Copy out the part of the rows that opens with the line containing "Target: blue sky" and closes with the line containing "128], [118, 115]]", both lines included, keeping the requests and format samples unchanged. In the answer outlines, multiply every vertex coordinate by 2.25 and round to a whole number, with halves rounded up.

--------------------

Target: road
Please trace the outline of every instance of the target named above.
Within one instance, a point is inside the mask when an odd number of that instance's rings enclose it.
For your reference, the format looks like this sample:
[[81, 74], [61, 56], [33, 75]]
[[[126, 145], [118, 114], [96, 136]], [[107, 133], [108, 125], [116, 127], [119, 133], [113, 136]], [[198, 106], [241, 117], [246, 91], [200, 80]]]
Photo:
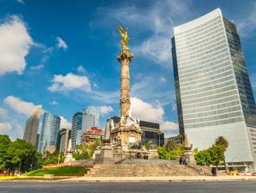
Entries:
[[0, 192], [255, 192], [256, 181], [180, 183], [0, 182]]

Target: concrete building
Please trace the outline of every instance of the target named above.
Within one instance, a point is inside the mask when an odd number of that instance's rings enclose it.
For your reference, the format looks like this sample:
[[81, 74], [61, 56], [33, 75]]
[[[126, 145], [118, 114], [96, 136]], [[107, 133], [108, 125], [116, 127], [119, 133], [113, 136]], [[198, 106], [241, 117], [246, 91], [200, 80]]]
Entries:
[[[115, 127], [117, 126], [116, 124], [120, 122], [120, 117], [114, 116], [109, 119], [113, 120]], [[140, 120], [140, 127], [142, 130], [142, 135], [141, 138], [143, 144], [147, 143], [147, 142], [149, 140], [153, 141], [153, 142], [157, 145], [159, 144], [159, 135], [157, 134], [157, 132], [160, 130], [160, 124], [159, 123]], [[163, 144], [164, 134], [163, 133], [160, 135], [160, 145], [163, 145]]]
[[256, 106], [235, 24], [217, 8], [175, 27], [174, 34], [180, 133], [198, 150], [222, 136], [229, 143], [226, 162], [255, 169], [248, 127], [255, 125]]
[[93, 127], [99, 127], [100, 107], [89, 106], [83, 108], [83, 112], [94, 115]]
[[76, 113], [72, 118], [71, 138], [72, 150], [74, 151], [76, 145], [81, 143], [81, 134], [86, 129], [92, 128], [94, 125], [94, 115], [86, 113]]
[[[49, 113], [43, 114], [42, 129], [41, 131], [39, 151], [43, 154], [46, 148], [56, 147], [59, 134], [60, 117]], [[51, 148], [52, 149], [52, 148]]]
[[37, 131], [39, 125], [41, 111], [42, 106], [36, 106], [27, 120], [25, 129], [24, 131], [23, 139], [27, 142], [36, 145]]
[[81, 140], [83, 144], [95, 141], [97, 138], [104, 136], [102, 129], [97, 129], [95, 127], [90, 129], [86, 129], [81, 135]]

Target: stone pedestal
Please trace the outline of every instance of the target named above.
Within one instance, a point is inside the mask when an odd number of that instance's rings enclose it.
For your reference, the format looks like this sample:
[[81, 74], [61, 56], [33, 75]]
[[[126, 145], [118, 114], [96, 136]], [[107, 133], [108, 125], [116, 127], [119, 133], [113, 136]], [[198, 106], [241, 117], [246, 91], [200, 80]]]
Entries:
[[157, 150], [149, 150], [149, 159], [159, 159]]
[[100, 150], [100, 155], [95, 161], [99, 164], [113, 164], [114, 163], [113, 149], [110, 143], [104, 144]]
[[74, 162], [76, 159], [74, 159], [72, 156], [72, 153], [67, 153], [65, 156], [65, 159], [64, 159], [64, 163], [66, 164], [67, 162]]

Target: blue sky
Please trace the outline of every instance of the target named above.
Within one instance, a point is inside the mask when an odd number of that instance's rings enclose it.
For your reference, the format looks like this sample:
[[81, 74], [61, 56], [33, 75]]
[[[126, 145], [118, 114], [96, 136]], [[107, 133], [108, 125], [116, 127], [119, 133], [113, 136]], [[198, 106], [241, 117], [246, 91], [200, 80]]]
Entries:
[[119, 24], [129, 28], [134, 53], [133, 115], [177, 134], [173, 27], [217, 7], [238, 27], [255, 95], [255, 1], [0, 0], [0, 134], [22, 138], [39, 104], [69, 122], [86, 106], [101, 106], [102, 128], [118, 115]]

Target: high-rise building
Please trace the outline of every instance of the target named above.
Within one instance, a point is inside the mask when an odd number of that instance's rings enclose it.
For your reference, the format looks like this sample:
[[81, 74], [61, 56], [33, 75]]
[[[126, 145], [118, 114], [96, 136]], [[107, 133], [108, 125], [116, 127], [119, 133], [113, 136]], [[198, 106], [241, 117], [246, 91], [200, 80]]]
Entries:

--------------------

◆ WRITTEN ANSWER ◆
Target: blue sky
Please trace the outline of every instance of the target named above.
Within one instance, a point is inside the mask when an odd number of that instance's rings enclose it.
For your reference, the format looks like this sample:
[[81, 74], [61, 56], [33, 75]]
[[[126, 145], [118, 114], [96, 136]], [[107, 133], [108, 125], [116, 127], [119, 133], [113, 136]], [[198, 106], [241, 117], [246, 91], [200, 80]]]
Entries:
[[268, 54], [290, 63], [302, 119], [299, 259], [398, 302], [389, 61], [488, 16], [536, 61], [574, 214], [574, 2], [0, 0], [0, 302], [50, 311], [88, 234], [155, 275], [194, 239], [227, 239], [230, 288], [266, 259]]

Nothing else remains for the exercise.